- _STUDY TEXT_

I did goof though. I did not see both baking powder and baking soda. I left out the latter. They still look good, but spread out a bit. Also, I am at 2 mile high elevation in Ecuador, so that always creates problems.
I heard in your Thanksgiving video you were going to freeze the batch you made. I am trying that too.
OH MY GOSH!!! WINNER!! I made a big pot of chicken and mushroom soup and really wished I could have some rolls with it. I found this and set myself to making a batch since I always keep these ingredients on hand. The only thing missing was plain yogurt, so I substituted our keto friendly cottage cheese. Absolutely AMAZING!! Soup with hot buttered rolls on a winter evening…. absolute perfection
OMG, these are amazing. I’ve made them a few ways and we love them. Feels like cheating. 🙂
These were quite good!

- _TASK BRIEF_
Reproduce the reader comments about the rolls above word for word, in full.

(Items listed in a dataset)
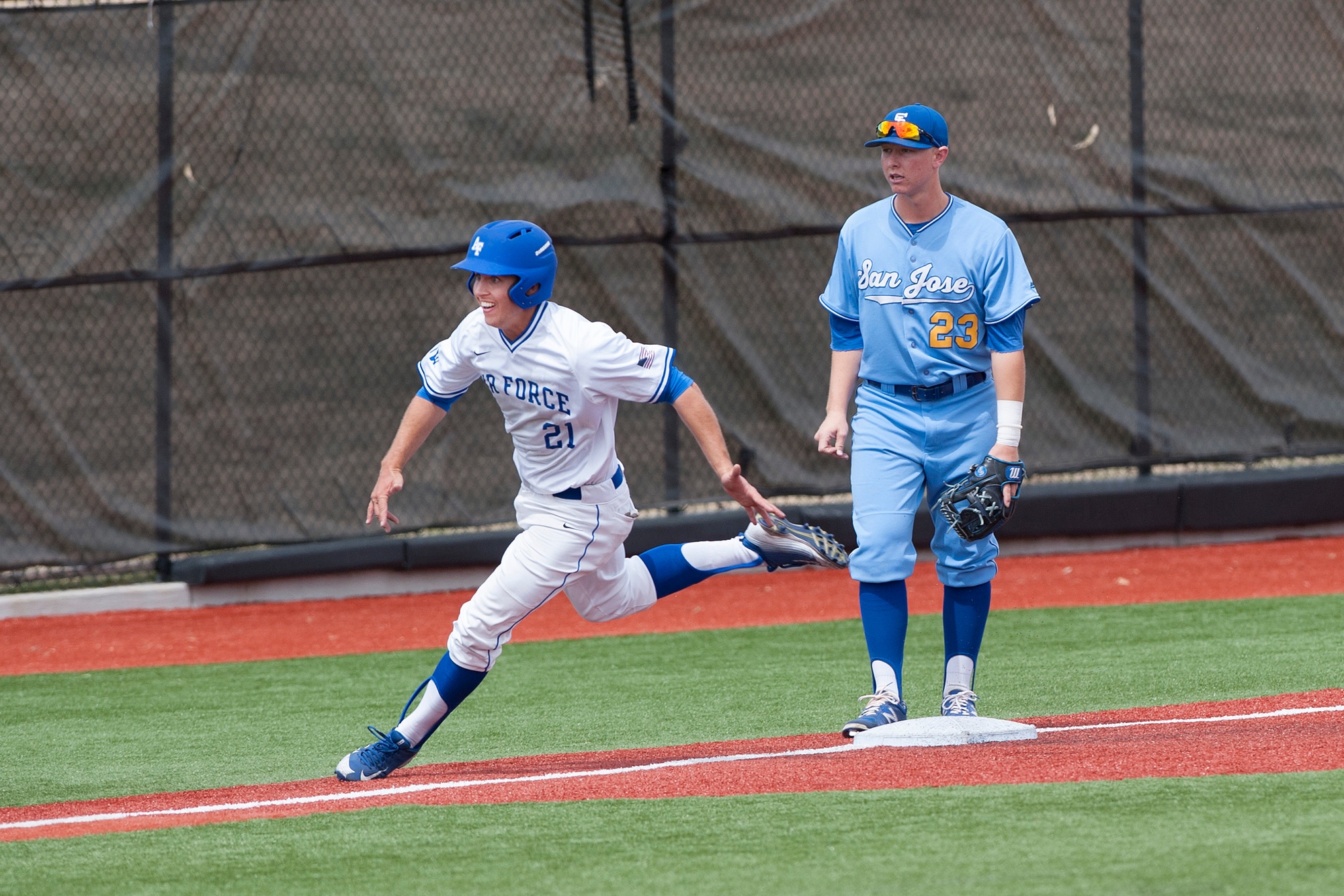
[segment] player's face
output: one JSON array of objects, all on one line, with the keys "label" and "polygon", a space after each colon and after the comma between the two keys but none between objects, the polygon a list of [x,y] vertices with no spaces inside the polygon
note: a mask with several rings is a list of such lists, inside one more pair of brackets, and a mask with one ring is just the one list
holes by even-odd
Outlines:
[{"label": "player's face", "polygon": [[938,175],[946,157],[948,147],[911,149],[888,143],[882,147],[882,174],[891,184],[891,192],[917,194]]},{"label": "player's face", "polygon": [[476,274],[472,278],[472,295],[476,304],[485,312],[485,323],[505,334],[521,332],[532,319],[534,308],[519,308],[508,297],[508,291],[517,283],[513,274]]}]

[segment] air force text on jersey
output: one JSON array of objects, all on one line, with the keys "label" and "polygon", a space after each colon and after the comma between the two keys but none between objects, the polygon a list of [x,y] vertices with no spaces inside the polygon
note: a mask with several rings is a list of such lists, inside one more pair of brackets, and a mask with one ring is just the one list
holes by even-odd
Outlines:
[{"label": "air force text on jersey", "polygon": [[1008,225],[956,196],[907,225],[883,198],[849,215],[821,293],[863,331],[859,377],[934,385],[989,370],[988,328],[1040,300]]},{"label": "air force text on jersey", "polygon": [[509,342],[477,308],[421,359],[421,397],[448,409],[484,381],[504,412],[523,486],[550,495],[613,476],[617,405],[659,401],[675,355],[551,301]]}]

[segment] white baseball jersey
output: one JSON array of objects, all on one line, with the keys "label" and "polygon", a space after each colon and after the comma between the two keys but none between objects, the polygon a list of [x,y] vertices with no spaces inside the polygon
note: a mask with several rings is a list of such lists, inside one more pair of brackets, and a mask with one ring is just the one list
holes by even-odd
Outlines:
[{"label": "white baseball jersey", "polygon": [[425,355],[419,374],[439,400],[481,379],[504,412],[523,486],[552,495],[616,474],[617,404],[656,401],[675,354],[544,301],[515,342],[477,308]]}]

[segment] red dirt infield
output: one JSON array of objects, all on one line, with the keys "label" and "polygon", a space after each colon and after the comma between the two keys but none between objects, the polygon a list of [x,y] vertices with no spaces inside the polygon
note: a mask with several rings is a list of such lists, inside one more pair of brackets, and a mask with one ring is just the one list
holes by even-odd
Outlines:
[{"label": "red dirt infield", "polygon": [[[1259,717],[1238,718],[1246,714]],[[1038,726],[1038,740],[856,749],[839,735],[800,735],[418,766],[362,784],[324,778],[20,806],[0,809],[0,841],[402,803],[665,799],[1344,768],[1344,690],[1339,689],[1023,721]],[[1075,725],[1107,726],[1059,731]]]},{"label": "red dirt infield", "polygon": [[[1344,593],[1344,537],[1005,557],[995,609]],[[0,675],[219,663],[444,647],[469,591],[0,620]],[[515,642],[856,619],[839,570],[711,578],[626,619],[594,624],[552,600]],[[910,578],[910,609],[941,611],[933,564]]]}]

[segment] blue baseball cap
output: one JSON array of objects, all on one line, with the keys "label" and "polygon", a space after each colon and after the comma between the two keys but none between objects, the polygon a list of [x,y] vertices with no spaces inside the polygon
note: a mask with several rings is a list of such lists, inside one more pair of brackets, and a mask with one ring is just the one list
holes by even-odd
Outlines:
[{"label": "blue baseball cap", "polygon": [[[896,136],[895,128],[888,126],[887,133],[883,135],[882,129],[883,125],[887,125],[887,122],[910,122],[919,128],[919,133],[913,139],[903,139]],[[884,143],[894,143],[898,147],[910,147],[911,149],[946,147],[948,121],[938,114],[937,109],[918,102],[909,106],[900,106],[899,109],[892,109],[883,117],[882,122],[878,124],[878,139],[870,140],[863,145],[880,147]]]}]

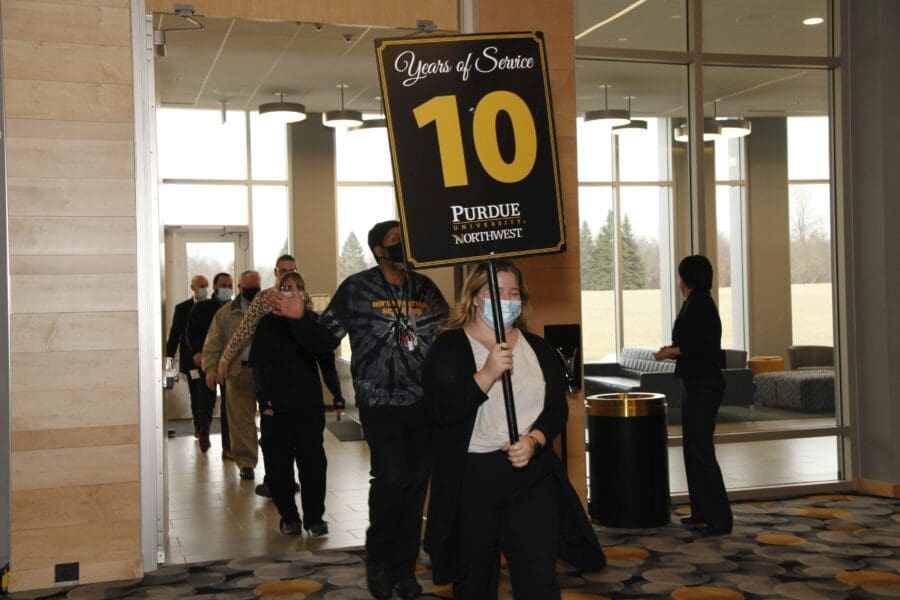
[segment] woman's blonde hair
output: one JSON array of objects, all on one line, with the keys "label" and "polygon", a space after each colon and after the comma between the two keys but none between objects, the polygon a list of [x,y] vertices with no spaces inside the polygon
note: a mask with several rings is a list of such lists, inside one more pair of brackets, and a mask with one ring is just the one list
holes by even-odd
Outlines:
[{"label": "woman's blonde hair", "polygon": [[[525,286],[525,277],[522,271],[511,260],[500,259],[497,261],[497,273],[512,273],[516,276],[516,282],[519,285],[519,296],[522,298],[522,314],[515,320],[513,325],[520,329],[526,328],[526,317],[531,309],[529,300],[531,295]],[[475,297],[485,285],[487,285],[487,263],[476,264],[463,284],[463,291],[459,301],[450,311],[450,318],[447,320],[445,329],[462,329],[469,323],[478,318],[478,307],[475,304]]]},{"label": "woman's blonde hair", "polygon": [[278,283],[275,284],[278,290],[281,290],[281,286],[285,284],[289,279],[292,279],[297,282],[297,286],[300,288],[300,292],[303,294],[303,303],[306,304],[306,310],[312,310],[312,299],[309,297],[309,294],[306,292],[306,282],[303,280],[303,276],[300,275],[297,271],[289,271],[278,278]]}]

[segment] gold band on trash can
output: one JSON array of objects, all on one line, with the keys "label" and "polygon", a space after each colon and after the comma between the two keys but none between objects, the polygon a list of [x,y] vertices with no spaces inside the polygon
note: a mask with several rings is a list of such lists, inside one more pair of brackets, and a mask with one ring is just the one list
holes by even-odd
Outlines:
[{"label": "gold band on trash can", "polygon": [[587,399],[592,417],[650,417],[665,415],[666,397],[662,394],[597,394]]}]

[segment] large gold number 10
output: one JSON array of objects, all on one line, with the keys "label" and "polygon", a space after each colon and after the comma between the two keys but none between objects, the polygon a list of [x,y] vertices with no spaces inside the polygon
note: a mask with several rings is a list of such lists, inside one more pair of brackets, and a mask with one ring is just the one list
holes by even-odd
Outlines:
[{"label": "large gold number 10", "polygon": [[[512,122],[516,153],[511,162],[503,160],[497,141],[497,115],[500,111],[509,115]],[[468,185],[456,96],[435,96],[414,108],[413,115],[420,128],[434,122],[444,187]],[[522,181],[534,168],[537,159],[537,130],[531,111],[520,96],[512,92],[497,91],[482,98],[475,107],[472,136],[481,166],[497,181]]]}]

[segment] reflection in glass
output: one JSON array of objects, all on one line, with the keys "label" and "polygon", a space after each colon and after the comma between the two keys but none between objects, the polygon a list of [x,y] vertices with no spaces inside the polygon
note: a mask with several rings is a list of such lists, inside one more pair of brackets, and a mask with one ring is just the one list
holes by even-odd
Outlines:
[{"label": "reflection in glass", "polygon": [[234,274],[234,242],[187,242],[188,285],[194,275],[204,275],[210,283],[216,273]]},{"label": "reflection in glass", "polygon": [[[253,263],[262,276],[264,288],[274,285],[275,261],[288,253],[287,186],[253,186]],[[308,258],[308,257],[307,257]],[[297,268],[303,272],[304,257],[297,257]]]},{"label": "reflection in glass", "polygon": [[704,2],[703,49],[706,52],[828,56],[828,32],[832,25],[830,4],[829,0]]},{"label": "reflection in glass", "polygon": [[164,225],[246,225],[247,186],[159,186],[159,218]]},{"label": "reflection in glass", "polygon": [[575,44],[686,50],[684,0],[591,0],[575,3]]},{"label": "reflection in glass", "polygon": [[156,111],[162,179],[246,179],[243,111],[160,108]]},{"label": "reflection in glass", "polygon": [[[723,430],[719,411],[719,425]],[[670,427],[670,435],[675,428]],[[677,428],[680,435],[680,428]],[[717,444],[716,459],[722,469],[725,487],[730,490],[836,481],[839,477],[837,461],[838,439],[834,436]],[[682,448],[669,448],[669,486],[673,494],[687,492]]]},{"label": "reflection in glass", "polygon": [[287,181],[287,125],[250,113],[253,179]]},{"label": "reflection in glass", "polygon": [[581,327],[585,362],[615,362],[612,187],[581,186]]}]

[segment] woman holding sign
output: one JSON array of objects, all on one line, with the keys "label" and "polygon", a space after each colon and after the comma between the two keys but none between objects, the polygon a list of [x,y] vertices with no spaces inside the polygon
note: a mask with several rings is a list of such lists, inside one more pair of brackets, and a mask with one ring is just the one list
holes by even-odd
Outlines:
[{"label": "woman holding sign", "polygon": [[[525,330],[521,271],[505,260],[496,269],[507,342],[495,341],[488,269],[479,264],[425,359],[435,423],[425,550],[435,583],[453,583],[455,597],[496,598],[502,551],[516,598],[559,598],[557,556],[586,571],[606,561],[551,446],[568,417],[559,358]],[[515,392],[515,444],[499,382],[505,371]]]}]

- _WRITTEN ANSWER_
I did goof though. I did not see both baking powder and baking soda. I left out the latter. They still look good, but spread out a bit. Also, I am at 2 mile high elevation in Ecuador, so that always creates problems.
I heard in your Thanksgiving video you were going to freeze the batch you made. I am trying that too.
OH MY GOSH!!! WINNER!! I made a big pot of chicken and mushroom soup and really wished I could have some rolls with it. I found this and set myself to making a batch since I always keep these ingredients on hand. The only thing missing was plain yogurt, so I substituted our keto friendly cottage cheese. Absolutely AMAZING!! Soup with hot buttered rolls on a winter evening…. absolute perfection
OMG, these are amazing. I’ve made them a few ways and we love them. Feels like cheating. 🙂
These were quite good!